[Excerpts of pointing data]
════════

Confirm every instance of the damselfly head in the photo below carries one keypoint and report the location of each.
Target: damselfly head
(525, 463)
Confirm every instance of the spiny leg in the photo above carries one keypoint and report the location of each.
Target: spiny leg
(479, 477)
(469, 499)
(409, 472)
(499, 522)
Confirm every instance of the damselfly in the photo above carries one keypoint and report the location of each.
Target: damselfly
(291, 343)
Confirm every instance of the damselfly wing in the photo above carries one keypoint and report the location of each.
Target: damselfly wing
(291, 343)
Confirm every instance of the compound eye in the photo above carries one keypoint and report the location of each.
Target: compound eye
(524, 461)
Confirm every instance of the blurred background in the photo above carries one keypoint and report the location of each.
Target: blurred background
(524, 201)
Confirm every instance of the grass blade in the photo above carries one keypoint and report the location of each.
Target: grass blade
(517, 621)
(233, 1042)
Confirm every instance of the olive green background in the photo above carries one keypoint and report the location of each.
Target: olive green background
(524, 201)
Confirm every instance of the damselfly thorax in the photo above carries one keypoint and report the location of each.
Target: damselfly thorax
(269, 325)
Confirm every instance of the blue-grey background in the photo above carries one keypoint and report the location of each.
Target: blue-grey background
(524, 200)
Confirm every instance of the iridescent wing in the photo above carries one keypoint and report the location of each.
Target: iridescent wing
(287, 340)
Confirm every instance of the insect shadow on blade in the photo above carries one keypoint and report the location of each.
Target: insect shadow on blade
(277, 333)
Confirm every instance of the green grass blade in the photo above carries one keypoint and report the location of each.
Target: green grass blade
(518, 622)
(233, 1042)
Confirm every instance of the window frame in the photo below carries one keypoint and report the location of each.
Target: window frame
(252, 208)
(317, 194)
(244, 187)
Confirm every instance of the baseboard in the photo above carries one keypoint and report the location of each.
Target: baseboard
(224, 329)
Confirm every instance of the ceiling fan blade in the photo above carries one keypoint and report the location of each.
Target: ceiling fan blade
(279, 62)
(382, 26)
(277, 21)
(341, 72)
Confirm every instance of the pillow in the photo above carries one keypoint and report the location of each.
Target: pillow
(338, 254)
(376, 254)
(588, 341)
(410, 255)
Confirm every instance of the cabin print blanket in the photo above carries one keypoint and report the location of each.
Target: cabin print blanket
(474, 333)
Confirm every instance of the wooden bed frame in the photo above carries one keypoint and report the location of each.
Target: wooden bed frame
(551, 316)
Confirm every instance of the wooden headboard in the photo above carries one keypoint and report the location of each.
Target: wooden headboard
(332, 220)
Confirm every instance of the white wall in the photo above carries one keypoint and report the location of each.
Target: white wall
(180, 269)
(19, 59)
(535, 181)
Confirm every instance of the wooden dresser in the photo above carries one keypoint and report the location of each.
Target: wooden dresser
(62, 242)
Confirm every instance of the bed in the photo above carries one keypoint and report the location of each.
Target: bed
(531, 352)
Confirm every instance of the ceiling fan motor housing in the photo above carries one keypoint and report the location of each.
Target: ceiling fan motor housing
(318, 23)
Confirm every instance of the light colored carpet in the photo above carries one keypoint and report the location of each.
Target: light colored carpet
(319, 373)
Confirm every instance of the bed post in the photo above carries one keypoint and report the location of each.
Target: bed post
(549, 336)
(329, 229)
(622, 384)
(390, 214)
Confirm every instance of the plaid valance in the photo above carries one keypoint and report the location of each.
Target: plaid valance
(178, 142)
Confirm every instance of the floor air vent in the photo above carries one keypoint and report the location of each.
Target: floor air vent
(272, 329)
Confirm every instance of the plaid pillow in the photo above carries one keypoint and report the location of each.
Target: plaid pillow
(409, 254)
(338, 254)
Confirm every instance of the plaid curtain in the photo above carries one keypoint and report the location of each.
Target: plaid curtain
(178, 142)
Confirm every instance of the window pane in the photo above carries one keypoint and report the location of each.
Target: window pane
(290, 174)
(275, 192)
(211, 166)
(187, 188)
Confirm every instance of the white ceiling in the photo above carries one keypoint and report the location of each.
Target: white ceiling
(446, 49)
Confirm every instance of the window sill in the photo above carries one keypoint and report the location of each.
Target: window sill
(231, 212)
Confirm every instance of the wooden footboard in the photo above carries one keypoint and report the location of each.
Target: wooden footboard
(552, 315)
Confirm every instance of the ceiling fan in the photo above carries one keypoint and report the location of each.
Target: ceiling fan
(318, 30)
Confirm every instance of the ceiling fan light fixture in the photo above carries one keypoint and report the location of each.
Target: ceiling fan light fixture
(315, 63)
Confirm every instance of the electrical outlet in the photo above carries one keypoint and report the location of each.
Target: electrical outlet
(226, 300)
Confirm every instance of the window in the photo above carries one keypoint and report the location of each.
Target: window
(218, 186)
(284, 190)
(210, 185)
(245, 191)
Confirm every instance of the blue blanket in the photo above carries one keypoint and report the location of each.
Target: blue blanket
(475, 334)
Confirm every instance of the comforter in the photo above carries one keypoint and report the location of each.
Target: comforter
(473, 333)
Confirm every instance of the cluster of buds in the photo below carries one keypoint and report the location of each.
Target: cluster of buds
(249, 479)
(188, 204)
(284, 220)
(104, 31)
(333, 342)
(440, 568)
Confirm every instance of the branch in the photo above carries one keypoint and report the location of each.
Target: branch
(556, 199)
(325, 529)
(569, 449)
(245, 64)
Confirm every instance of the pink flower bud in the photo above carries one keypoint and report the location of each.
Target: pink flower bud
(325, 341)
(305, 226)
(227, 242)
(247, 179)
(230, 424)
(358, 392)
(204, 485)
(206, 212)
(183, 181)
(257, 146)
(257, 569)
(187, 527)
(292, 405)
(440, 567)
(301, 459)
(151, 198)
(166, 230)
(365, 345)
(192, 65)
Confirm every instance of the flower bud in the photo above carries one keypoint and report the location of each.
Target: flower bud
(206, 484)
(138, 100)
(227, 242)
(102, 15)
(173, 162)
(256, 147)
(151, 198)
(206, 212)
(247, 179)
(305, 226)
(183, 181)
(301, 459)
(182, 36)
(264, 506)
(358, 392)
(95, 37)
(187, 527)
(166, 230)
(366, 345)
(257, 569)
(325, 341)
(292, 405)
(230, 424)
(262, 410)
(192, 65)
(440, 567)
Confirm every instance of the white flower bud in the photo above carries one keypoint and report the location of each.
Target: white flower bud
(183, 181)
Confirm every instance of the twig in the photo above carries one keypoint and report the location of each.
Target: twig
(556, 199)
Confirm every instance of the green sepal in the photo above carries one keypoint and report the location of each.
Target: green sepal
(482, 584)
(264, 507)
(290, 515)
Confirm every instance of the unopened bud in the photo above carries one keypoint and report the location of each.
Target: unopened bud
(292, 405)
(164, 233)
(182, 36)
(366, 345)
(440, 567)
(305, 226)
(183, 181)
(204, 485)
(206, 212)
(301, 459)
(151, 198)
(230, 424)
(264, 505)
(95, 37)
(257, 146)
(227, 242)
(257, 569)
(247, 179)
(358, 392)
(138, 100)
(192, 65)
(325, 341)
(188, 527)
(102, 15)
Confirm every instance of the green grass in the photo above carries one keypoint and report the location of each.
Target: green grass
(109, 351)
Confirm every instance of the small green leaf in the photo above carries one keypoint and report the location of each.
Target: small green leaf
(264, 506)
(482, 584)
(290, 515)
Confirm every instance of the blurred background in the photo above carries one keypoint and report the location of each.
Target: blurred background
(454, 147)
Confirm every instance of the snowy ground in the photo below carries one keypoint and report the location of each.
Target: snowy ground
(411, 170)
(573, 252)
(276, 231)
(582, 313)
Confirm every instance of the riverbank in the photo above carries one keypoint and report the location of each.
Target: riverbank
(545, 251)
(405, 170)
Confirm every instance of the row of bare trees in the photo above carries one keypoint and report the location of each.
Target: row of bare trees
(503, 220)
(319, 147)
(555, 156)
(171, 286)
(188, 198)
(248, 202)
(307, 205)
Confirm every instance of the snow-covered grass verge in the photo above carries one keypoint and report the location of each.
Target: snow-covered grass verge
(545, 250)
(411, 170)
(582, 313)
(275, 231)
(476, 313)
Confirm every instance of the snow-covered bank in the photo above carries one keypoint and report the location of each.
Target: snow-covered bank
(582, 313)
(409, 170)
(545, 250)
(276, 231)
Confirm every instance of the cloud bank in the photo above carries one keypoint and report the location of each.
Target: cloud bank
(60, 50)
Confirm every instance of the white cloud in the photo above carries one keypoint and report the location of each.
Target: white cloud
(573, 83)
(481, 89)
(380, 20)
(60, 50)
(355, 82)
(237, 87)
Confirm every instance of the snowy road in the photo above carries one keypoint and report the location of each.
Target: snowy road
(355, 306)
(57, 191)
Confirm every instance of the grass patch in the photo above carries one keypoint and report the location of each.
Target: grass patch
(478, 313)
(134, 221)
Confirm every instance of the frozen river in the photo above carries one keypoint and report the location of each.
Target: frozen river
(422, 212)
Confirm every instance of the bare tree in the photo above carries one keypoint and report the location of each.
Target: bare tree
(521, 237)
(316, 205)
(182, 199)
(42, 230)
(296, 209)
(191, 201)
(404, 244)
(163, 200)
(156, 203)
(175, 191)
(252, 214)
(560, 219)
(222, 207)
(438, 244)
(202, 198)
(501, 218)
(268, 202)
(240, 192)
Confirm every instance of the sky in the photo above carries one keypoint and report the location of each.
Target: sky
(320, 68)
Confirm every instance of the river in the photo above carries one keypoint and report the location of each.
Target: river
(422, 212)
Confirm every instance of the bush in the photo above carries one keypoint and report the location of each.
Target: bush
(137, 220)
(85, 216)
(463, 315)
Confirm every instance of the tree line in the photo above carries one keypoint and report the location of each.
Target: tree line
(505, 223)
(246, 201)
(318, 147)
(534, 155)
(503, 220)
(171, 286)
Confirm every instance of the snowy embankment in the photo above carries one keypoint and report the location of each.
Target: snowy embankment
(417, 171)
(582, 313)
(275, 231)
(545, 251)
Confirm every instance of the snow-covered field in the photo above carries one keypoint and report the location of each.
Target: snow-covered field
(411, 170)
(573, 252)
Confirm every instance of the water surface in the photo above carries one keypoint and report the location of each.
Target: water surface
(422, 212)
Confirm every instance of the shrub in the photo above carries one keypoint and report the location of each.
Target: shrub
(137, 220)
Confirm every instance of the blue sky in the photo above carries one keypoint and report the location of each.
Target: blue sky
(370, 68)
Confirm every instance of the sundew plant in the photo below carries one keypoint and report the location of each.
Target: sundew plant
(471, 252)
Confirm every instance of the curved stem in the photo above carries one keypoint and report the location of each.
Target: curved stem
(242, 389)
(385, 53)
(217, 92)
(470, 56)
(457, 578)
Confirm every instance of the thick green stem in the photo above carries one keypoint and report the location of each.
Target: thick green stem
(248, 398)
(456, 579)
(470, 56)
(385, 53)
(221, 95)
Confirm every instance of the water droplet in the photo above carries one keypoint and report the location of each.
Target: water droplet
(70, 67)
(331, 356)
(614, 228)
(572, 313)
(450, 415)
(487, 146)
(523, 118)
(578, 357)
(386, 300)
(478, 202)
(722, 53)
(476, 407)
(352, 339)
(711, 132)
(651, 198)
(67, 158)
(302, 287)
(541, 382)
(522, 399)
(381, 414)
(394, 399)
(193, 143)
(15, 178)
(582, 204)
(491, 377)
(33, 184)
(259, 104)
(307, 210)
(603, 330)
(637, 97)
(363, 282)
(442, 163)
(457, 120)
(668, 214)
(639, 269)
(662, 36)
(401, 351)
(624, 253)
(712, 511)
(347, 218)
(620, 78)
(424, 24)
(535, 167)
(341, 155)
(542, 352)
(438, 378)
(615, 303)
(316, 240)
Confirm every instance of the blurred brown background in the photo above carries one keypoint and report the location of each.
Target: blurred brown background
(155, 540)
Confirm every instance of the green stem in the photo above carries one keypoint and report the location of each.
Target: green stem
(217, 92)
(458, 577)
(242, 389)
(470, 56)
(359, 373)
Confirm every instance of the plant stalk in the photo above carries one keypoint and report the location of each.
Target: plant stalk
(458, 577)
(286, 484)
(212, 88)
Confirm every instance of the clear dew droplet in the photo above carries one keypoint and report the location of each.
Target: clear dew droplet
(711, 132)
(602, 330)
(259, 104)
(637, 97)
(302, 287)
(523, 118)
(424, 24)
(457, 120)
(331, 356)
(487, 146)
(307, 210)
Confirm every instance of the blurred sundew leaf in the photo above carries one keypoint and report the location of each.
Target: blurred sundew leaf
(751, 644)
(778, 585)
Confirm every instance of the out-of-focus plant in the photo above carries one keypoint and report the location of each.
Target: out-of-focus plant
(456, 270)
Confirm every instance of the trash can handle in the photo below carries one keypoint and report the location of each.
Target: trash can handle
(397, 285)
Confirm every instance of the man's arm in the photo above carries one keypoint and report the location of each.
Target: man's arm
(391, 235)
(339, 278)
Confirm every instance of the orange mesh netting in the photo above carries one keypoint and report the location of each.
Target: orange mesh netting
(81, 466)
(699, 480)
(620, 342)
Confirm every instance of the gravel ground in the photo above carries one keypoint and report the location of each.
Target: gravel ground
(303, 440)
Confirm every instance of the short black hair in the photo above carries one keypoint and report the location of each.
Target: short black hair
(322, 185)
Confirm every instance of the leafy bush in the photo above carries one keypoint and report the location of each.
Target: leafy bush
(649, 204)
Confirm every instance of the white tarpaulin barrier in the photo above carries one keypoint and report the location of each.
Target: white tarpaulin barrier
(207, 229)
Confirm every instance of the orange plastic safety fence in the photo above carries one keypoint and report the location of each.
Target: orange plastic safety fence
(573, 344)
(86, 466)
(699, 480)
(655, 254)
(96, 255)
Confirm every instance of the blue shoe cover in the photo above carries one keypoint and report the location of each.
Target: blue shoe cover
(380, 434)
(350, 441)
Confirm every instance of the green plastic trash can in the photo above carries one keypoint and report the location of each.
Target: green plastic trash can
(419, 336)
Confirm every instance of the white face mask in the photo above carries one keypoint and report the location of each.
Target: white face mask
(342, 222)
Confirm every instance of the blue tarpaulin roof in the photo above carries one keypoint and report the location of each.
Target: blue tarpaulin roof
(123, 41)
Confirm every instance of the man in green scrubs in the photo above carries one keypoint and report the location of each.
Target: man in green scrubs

════════

Take the line in which "Confirm every instance of the man's" occurs and each subsequent line through the end; give these lines again without alteration.

● Result:
Confirm every instance of the man's arm in the photo above carries one keypoint and report the location of each.
Target: man's arm
(391, 235)
(339, 278)
Confirm every instance of the orange mesh netting in the photo above carries one keypoint and report the location of each.
Target: orange mesh netting
(81, 466)
(699, 480)
(620, 342)
Confirm every instance of the gravel ground in the photo above carries one keypoint and report the location of each.
Target: gravel ground
(303, 440)
Confirm every instance of the short black hair in the photo above carries one keypoint and report the location of each.
Target: short black hair
(322, 185)
Confirm every instance of the leafy bush in the photo above carries one keypoint and report the location of each.
Target: leafy bush
(649, 204)
Confirm every instance of the white tarpaulin barrier in the photo above carries one keypoint and report the location of each.
Target: white tarpaulin barrier
(207, 229)
Confirm every instance of the orange plastic safety fence in the photo above carries one keypoint and report the location of each.
Target: orange plastic safety fence
(573, 344)
(86, 466)
(699, 480)
(655, 254)
(96, 255)
Confirm every instance of the blue shoe cover in the photo above carries one keypoint and report the location of each.
Target: blue shoe cover
(380, 434)
(350, 441)
Confirm every instance of the green plastic trash can in the photo above carries one keypoint and report the location of each.
Target: green plastic trash can
(419, 336)
Confirm every instance of the white face mask in the photo above carries one keypoint and report the location of each.
Target: white face mask
(342, 222)
Confirm every instance of the blue tarpaulin roof in the photo above carries one keypoint and report the location of each.
Target: blue tarpaulin roof
(123, 41)
Confirm every instance of the man in green scrubs in the photo above carries one keypoint and report the location of each.
Target: man in green scrubs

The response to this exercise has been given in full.